— Short exercise —
Collect each line in the data below that includes the word "hair", and copy those lines out.
>> BEGIN Information given
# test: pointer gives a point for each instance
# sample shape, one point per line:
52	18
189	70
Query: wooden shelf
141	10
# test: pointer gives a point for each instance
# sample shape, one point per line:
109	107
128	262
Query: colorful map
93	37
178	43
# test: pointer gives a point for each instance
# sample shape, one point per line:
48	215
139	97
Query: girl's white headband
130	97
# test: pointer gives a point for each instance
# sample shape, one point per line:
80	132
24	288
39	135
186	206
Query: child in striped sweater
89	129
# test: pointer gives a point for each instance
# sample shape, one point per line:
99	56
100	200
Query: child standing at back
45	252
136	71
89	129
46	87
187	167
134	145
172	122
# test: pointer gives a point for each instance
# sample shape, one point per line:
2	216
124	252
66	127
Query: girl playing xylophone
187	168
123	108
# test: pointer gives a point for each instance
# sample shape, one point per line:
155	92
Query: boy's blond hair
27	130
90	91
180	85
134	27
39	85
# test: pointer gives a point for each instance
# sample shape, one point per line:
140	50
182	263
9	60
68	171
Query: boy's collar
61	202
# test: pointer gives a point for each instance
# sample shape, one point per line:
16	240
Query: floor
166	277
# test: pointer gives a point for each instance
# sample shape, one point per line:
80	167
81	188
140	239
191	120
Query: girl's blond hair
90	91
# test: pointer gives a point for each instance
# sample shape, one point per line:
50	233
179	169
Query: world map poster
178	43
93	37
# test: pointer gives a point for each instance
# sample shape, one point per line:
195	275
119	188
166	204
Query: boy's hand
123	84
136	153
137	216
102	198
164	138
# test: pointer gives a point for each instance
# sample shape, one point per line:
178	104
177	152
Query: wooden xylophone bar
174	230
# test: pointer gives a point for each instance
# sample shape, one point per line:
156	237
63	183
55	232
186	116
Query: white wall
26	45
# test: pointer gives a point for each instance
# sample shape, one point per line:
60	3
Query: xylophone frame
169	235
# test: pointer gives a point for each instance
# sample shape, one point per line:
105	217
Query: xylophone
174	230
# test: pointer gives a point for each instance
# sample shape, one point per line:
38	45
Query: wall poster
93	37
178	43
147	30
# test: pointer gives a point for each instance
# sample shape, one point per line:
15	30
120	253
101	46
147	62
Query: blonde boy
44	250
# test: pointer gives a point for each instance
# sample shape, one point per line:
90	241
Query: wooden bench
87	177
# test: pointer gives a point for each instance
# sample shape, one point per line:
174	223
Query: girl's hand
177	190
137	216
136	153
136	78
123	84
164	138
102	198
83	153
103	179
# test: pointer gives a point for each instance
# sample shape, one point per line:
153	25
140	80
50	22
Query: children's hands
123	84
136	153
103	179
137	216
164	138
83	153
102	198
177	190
>> END Information given
>> BEGIN Information given
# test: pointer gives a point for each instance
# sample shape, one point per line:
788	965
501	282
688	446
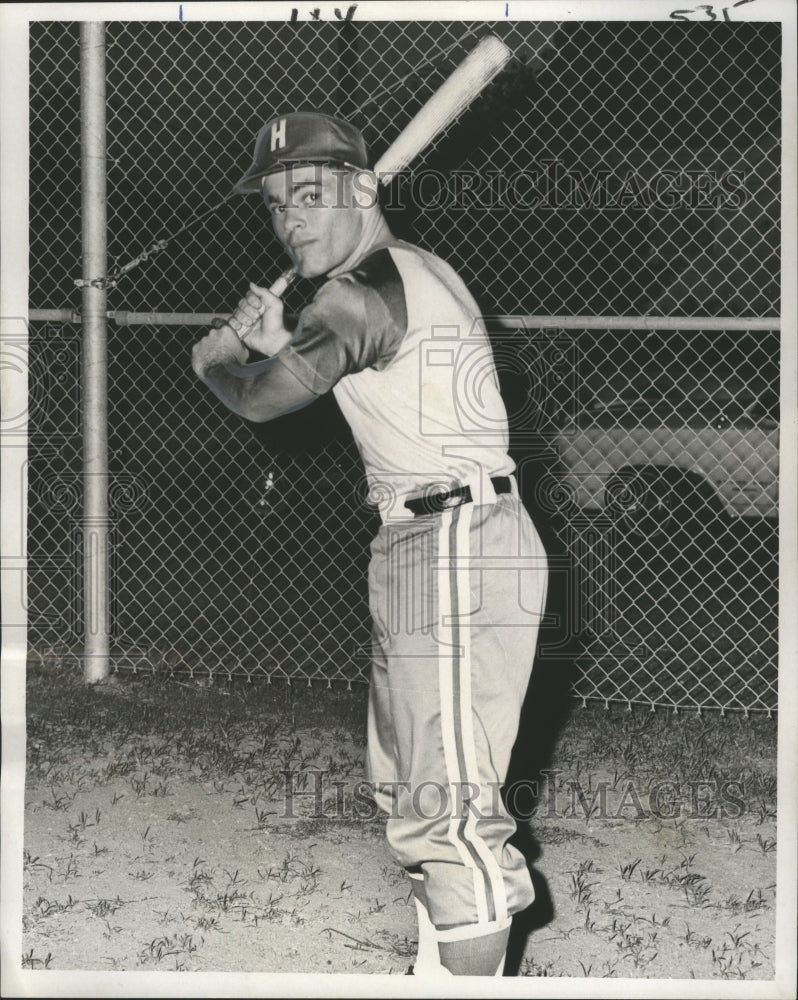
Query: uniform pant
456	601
>> END Information given
>> BEGIN Information given
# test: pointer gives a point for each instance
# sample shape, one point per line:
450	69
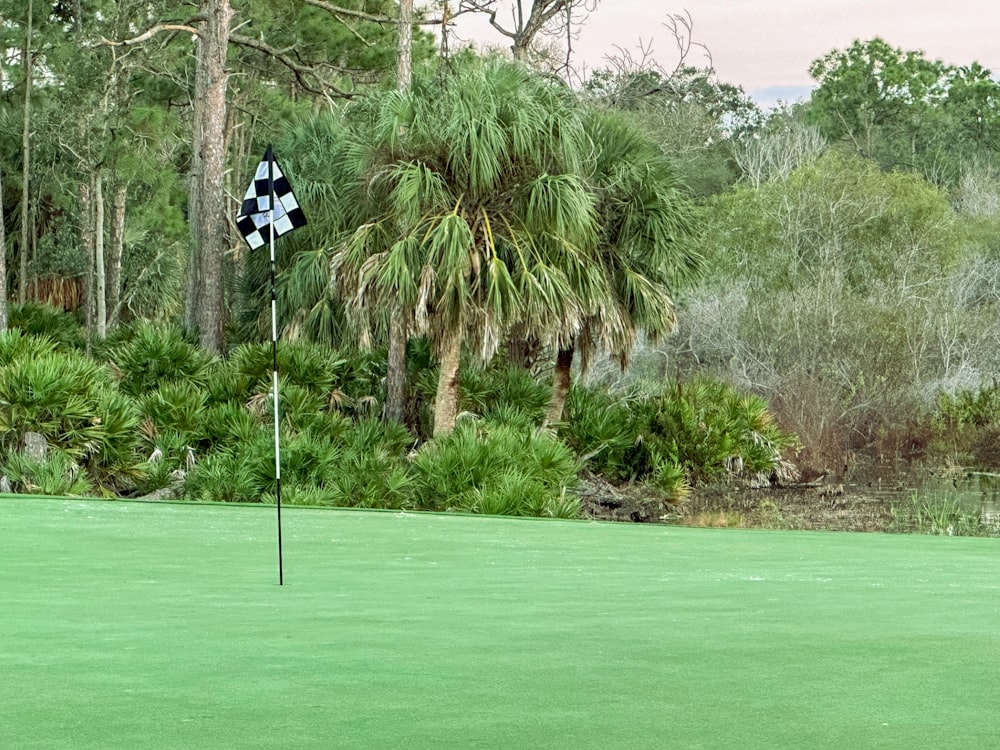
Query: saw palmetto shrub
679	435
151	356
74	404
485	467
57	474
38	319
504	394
>> END Information given
— Task solution —
Query: boy's blond hair
Query: girl's blond hair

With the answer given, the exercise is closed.